» **Job**
Copy the stretch of the listing from its start through the line containing "box: [242, 120, 296, 167]", replacing "clicks" with "points" and changing nothing else. Leave out the pictures.

# # #

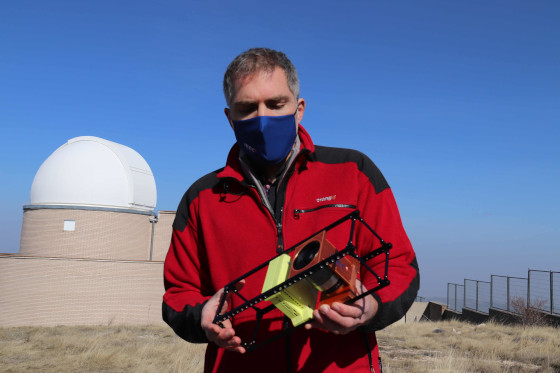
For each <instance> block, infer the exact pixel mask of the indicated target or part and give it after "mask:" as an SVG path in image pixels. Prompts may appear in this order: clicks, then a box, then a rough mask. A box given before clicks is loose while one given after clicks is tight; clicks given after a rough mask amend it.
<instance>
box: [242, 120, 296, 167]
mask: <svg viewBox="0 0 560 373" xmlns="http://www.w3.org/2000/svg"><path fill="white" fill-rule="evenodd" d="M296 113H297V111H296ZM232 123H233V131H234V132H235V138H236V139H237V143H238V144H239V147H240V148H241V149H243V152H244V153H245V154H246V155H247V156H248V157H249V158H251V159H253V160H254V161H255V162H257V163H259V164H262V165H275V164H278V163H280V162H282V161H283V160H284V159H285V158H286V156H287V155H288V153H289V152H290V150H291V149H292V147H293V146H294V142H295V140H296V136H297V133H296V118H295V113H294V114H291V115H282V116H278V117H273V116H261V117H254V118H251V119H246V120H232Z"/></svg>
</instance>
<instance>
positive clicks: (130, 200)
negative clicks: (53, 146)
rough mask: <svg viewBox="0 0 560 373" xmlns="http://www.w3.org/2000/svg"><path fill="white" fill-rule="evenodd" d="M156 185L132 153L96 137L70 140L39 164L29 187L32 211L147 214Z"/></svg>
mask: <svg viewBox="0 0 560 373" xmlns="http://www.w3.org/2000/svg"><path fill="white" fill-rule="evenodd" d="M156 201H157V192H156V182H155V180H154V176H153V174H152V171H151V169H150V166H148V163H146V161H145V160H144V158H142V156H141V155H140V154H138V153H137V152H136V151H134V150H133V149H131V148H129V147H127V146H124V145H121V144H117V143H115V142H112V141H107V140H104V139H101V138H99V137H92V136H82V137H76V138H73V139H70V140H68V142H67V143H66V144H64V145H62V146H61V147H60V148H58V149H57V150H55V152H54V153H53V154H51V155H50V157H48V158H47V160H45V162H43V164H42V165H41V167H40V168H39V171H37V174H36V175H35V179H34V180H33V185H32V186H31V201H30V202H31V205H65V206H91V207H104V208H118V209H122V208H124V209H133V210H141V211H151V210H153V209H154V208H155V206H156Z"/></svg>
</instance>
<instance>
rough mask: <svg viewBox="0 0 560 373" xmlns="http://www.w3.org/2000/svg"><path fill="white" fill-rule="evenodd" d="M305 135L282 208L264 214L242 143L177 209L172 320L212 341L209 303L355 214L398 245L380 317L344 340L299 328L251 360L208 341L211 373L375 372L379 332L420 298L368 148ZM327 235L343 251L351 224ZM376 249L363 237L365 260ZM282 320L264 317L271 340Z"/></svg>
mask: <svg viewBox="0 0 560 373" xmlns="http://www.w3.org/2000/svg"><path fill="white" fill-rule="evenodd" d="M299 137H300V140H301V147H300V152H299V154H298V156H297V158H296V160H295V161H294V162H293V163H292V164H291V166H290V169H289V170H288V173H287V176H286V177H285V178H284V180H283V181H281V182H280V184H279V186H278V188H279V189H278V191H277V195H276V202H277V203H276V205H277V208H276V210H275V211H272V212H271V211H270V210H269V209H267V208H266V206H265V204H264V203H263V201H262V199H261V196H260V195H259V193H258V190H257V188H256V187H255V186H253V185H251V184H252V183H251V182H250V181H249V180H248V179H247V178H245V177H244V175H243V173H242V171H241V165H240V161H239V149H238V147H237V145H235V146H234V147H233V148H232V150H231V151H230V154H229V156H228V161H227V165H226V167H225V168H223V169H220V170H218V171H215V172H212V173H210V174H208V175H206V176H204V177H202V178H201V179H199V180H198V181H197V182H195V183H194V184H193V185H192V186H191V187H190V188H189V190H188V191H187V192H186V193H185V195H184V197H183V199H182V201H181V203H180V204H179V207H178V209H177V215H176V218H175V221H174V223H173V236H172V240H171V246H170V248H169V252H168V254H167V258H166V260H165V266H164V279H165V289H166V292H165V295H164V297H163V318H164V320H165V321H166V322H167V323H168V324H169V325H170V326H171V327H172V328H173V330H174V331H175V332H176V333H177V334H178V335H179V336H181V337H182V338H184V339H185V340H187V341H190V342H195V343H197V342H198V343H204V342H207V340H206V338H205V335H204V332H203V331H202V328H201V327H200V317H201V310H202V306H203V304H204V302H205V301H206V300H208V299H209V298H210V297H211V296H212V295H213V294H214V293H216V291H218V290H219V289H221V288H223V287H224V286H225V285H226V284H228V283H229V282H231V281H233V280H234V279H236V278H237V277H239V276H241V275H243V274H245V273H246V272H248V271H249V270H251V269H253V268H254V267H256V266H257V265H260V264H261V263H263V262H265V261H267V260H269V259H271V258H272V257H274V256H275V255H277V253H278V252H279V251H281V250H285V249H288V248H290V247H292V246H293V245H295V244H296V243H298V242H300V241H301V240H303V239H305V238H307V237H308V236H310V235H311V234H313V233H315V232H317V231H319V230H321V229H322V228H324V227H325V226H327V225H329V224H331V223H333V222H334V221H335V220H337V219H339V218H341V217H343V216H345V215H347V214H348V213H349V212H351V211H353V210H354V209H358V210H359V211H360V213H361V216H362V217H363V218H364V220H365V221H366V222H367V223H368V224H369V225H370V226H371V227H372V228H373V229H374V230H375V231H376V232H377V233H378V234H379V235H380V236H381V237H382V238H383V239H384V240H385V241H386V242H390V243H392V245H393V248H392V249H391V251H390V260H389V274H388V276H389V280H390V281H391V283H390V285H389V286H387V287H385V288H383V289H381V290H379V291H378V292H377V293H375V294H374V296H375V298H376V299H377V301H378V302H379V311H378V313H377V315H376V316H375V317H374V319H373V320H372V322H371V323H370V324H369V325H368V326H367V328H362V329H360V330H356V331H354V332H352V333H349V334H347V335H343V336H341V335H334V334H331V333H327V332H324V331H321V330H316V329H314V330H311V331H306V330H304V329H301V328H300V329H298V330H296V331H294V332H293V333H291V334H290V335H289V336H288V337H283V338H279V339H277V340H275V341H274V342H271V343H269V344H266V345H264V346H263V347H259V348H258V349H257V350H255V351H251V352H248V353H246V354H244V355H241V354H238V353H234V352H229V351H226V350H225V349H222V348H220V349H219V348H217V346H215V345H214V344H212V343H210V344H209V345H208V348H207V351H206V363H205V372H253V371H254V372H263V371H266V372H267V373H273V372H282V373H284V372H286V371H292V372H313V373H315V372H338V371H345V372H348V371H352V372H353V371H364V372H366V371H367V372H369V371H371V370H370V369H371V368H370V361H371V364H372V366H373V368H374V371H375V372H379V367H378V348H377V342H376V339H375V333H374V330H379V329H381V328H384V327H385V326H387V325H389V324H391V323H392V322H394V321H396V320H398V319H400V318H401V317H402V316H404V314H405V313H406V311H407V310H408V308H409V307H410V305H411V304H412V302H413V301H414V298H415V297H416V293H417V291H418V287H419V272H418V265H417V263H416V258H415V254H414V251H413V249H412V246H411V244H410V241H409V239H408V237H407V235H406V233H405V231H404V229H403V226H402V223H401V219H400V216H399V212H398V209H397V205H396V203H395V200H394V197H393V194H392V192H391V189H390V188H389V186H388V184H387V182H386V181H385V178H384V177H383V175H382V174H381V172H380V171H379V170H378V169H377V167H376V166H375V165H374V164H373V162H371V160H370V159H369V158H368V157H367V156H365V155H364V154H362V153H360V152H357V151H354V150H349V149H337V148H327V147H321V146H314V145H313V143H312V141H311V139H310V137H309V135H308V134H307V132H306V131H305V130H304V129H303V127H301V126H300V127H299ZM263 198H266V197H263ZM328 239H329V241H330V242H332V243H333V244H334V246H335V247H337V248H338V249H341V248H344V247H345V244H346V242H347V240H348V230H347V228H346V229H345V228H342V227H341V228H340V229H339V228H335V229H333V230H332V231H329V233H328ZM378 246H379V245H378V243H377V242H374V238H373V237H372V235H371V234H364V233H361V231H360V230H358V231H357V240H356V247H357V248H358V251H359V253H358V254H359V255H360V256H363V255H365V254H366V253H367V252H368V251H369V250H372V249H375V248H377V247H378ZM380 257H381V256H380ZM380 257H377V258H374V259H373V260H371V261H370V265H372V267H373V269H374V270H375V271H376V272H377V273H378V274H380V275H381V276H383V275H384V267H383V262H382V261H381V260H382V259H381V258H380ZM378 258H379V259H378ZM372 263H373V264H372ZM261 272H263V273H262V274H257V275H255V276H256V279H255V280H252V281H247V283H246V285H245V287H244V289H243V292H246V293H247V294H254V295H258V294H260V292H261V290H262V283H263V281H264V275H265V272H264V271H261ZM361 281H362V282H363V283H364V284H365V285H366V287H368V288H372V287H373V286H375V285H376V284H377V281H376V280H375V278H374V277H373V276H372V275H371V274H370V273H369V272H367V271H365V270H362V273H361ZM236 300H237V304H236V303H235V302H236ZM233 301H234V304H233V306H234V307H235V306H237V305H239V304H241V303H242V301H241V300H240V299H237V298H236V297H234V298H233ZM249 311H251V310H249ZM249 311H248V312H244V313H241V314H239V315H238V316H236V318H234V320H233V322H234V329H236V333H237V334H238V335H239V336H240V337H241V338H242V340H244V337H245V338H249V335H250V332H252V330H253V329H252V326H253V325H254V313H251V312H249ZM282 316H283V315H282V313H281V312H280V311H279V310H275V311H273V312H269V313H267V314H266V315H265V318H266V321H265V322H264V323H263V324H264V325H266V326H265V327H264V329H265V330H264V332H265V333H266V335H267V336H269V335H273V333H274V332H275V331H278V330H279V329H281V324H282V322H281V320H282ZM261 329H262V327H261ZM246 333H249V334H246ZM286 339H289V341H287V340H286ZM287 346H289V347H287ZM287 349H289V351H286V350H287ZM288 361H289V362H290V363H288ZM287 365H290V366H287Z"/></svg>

# # #

» **Task answer**
For each <instance> block, infer the exact pixel mask of the indicated target or part and give it after "mask:" as an SVG path in image pixels. Prompts may appear in this order: points, then a box, then a rough mask. A box given before points is loose while one given after points is tight; points given after a rough mask amend it.
<instance>
box: [242, 120, 296, 167]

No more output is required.